DATA TO USE
#####

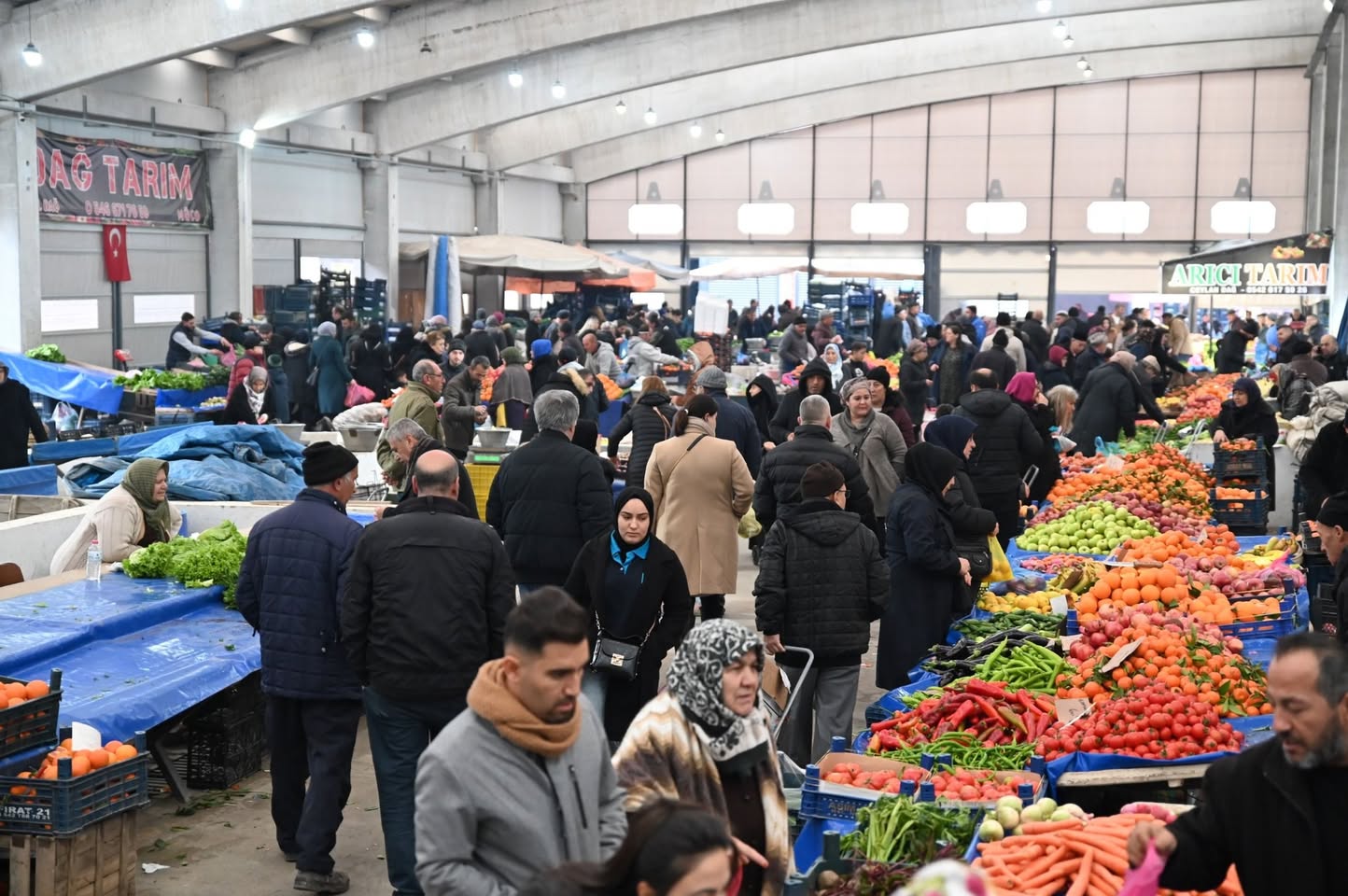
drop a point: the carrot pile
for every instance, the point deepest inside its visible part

#####

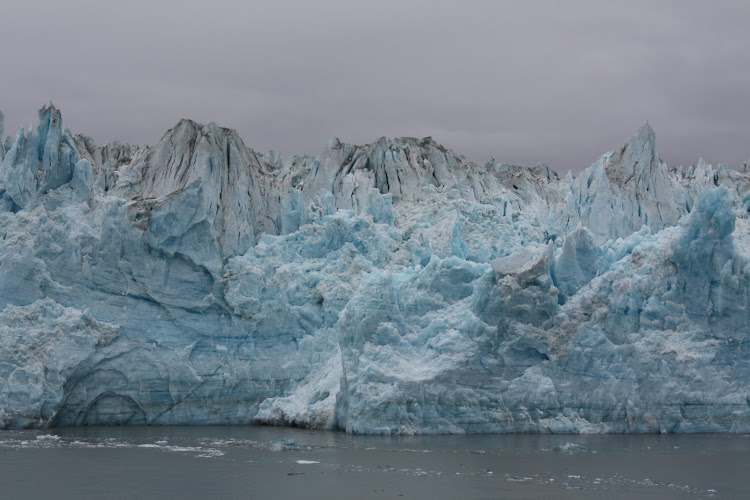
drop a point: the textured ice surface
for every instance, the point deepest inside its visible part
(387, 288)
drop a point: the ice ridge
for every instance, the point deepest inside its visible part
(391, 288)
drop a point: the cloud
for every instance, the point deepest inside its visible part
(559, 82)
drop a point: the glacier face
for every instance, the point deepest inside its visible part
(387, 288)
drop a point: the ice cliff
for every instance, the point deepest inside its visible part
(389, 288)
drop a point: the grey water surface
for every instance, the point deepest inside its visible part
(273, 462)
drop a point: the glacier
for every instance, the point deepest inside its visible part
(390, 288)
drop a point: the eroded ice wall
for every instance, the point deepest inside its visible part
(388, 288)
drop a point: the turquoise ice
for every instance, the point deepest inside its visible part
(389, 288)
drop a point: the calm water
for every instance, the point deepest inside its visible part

#####

OBJECTIVE
From the material above, pull out every line that contains the string "glacier". Uppercase and lowercase count as different.

RESPONSE TO THE EXERCISE
drop a point: the glacier face
drop a point: the glacier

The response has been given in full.